### OBJECTIVE
Repeat, without any change, the entries presented below.

### THE INPUT
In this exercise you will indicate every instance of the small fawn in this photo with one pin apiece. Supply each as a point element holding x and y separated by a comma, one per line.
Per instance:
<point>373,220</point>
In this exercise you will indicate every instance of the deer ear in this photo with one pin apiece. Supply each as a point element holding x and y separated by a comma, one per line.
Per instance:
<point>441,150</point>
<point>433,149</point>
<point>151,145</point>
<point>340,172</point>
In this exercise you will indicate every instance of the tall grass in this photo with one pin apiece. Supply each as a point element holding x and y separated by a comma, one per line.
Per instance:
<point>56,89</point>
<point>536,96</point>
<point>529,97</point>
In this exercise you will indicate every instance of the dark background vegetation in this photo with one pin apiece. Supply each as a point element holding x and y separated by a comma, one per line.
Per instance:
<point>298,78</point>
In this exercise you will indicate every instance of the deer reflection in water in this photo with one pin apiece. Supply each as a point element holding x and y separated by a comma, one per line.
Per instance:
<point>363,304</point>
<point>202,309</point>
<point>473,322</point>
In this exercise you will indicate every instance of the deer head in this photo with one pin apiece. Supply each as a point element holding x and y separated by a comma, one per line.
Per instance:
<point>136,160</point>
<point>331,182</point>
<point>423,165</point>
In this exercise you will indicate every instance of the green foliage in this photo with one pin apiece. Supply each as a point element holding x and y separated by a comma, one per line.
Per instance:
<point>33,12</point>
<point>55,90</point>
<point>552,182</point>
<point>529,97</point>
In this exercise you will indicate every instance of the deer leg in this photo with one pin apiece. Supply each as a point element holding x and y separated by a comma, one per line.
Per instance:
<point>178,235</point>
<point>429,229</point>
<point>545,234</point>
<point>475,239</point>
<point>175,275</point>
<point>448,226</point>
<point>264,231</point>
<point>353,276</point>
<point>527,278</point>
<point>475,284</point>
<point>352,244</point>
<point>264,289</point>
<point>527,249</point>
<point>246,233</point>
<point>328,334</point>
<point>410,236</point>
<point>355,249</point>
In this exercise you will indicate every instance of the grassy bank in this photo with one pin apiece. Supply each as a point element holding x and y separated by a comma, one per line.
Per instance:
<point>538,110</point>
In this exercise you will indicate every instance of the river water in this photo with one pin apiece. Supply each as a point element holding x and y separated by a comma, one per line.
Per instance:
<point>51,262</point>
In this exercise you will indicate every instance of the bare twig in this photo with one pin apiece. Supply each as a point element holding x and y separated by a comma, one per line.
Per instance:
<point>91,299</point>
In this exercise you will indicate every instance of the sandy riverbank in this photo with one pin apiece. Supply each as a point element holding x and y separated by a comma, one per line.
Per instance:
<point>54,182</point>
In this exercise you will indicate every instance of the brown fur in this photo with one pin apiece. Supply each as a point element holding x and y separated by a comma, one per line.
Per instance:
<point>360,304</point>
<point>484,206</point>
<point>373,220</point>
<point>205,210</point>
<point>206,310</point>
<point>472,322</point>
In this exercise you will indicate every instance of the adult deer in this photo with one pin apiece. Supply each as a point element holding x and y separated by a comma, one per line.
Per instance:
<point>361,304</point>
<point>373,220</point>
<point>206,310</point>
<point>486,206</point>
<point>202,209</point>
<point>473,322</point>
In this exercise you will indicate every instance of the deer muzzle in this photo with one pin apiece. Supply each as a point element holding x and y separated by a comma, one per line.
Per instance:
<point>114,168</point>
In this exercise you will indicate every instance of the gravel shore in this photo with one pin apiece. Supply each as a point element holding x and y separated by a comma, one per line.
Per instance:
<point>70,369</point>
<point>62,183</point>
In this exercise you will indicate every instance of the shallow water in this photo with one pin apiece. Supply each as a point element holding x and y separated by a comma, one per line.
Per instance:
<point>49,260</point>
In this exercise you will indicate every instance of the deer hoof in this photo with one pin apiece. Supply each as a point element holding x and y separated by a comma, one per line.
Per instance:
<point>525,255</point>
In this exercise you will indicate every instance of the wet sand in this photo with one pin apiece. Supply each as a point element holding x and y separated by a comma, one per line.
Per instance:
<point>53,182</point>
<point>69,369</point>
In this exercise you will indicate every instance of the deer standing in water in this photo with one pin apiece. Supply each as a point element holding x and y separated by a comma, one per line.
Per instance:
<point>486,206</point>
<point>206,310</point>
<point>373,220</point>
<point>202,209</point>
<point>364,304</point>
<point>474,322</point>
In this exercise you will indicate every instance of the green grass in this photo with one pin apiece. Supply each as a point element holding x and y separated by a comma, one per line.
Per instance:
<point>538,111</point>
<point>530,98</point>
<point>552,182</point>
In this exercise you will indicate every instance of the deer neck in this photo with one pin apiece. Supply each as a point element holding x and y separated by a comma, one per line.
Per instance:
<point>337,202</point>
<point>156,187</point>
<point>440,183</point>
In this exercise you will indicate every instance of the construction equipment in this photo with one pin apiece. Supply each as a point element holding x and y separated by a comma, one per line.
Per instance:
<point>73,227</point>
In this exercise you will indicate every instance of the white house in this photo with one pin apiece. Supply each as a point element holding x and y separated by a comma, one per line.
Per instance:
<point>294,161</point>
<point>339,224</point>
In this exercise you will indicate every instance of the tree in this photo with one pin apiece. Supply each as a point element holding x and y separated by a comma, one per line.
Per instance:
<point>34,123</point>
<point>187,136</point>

### THE COMPLETED TASK
In this exercise you will indicate every instance of the small fawn in this photo with one pin apiece. Supply each as a point element holding x and y separated by a comma, one per line.
Per instance:
<point>373,220</point>
In this exercise you will indicate every instance of the deer ear in this photo with one pin apiece. Supply each as a point element holding x and y separated by a comma, one per line.
Per instance:
<point>441,150</point>
<point>433,149</point>
<point>151,145</point>
<point>340,172</point>
In this exercise you will indicate every instance of the tall grass in this photo with one pin apiece. Supply each as a point element holding x and y separated by a comma, one per line.
Per instance:
<point>56,89</point>
<point>536,96</point>
<point>529,97</point>
In this exercise you will indicate every instance of the dark background vegetation in this photo with one pin apiece. Supply each as a point element holding x and y separated by a comma, one per line.
Per instance:
<point>298,78</point>
In this exercise you will indicate every instance of the deer reflection in water in this photo with one pin apiece. Supply each as a point element holding x and y separated by a comma, one per line.
Per instance:
<point>363,304</point>
<point>202,309</point>
<point>473,322</point>
In this exercise you will indicate every instance of the deer head in this photo with one pin apiece. Supply each as a point element holding x and y separated by a comma, one per line.
Per instance:
<point>136,160</point>
<point>331,182</point>
<point>423,165</point>
In this exercise you will indicate every instance of the green foliage in this photo with one pin apiece. Supply each as a point element holding x and y separated by a comma, one per line.
Per instance:
<point>33,12</point>
<point>55,90</point>
<point>552,182</point>
<point>529,97</point>
In this exercise you will indicate every instance of the deer leg in this photo with one pin apiece. Supply each as a point element holding x and y separated by a comma, one per line.
Per instance:
<point>178,235</point>
<point>429,229</point>
<point>545,234</point>
<point>475,239</point>
<point>175,275</point>
<point>448,226</point>
<point>264,231</point>
<point>353,276</point>
<point>527,278</point>
<point>475,284</point>
<point>352,244</point>
<point>264,289</point>
<point>527,249</point>
<point>246,233</point>
<point>328,334</point>
<point>410,236</point>
<point>355,249</point>
In this exercise you will indicate every instance of the grassy bank in this photo with one pin apiece. Supply each as a point element holding x and y separated by a comma, one per line.
Per instance:
<point>538,110</point>
In this exercise you will indicate every instance of the river water in this photo with one pin apiece. Supply each as a point element holding x and y separated by a comma, one per line.
Per instance:
<point>51,262</point>
In this exercise you will indicate every instance of the bare twig in this photo with one pin apiece. Supply each as a point element holding x and y separated by a comma, one per line.
Per instance:
<point>91,299</point>
In this exercise you will indicate every instance of the sandy riverbank in this photo with one pin apiece. Supply each as a point element holding x and y separated by a comma, one per line.
Per instance:
<point>54,182</point>
In this exercise you will indicate every instance of the brown fur in this photo with one pin apiece. Supply each as a point element holding x and y separated by a comma, one per line.
Per instance:
<point>360,304</point>
<point>484,206</point>
<point>373,220</point>
<point>205,210</point>
<point>206,310</point>
<point>472,322</point>
In this exercise you will indicate every instance of the adult deer in this photo with one pin apiece. Supply each as a point element holding x and y separated by a comma, one per line.
Per instance:
<point>361,304</point>
<point>373,220</point>
<point>206,310</point>
<point>486,206</point>
<point>202,209</point>
<point>473,322</point>
In this exercise you will indicate every instance of the deer muzzle in this photo with one pin apiece. Supply each as a point element holding x and y separated by a comma, one per line.
Per instance:
<point>114,168</point>
In this exercise you will indicate every instance of the gravel shore in this photo with one pin apiece. Supply each as a point element holding x and y separated by a comma, one per line.
Per instance:
<point>70,369</point>
<point>62,183</point>
In this exercise you will indicate every instance of the shallow water in this photo with one pin apiece. Supply each as a point element holding x and y separated by a comma, one per line.
Per instance:
<point>49,260</point>
In this exercise you will indicate every instance of the deer hoof in this photo with one pin apiece. Supply each as a point element holding x and y separated by a comma, one per line.
Per instance:
<point>525,255</point>
In this exercise you will indicate every instance of the wet sand in this photo with one pin apiece. Supply each as a point element holding x and y separated by a comma, one per line.
Per instance:
<point>53,182</point>
<point>69,369</point>
In this exercise you will indicate every instance of the deer standing in water in this photo with one pin apiece. Supply each as a point element holding x and y separated by a comma, one per line.
Per instance:
<point>486,206</point>
<point>206,310</point>
<point>373,220</point>
<point>202,209</point>
<point>364,304</point>
<point>474,322</point>
In this exercise you will indicate every instance of the green grass in this photo with one pin apiece. Supply each as a point element holding x and y separated by a comma, one per line.
Per instance:
<point>538,111</point>
<point>530,98</point>
<point>552,182</point>
In this exercise you will indicate every instance of the deer neck in this photo with one pin apiece. Supply each as a point element holding x and y separated by a comma, one per line.
Per instance:
<point>337,202</point>
<point>156,187</point>
<point>440,183</point>
In this exercise you will indicate every instance of the construction equipment in this photo with one pin apiece. Supply each as a point element holding x and y separated by a comma, one per line.
Per instance:
<point>73,227</point>
In this exercise you will indicate every instance of the white house in this photo with one pin apiece. Supply each as a point element holding x and y separated by a comma, one per line.
Per instance:
<point>294,161</point>
<point>339,224</point>
In this exercise you will indicate every instance of the tree in this photo with one pin apiece. Supply each as a point element holding x and y separated by a comma, one per line.
Per instance:
<point>34,123</point>
<point>187,136</point>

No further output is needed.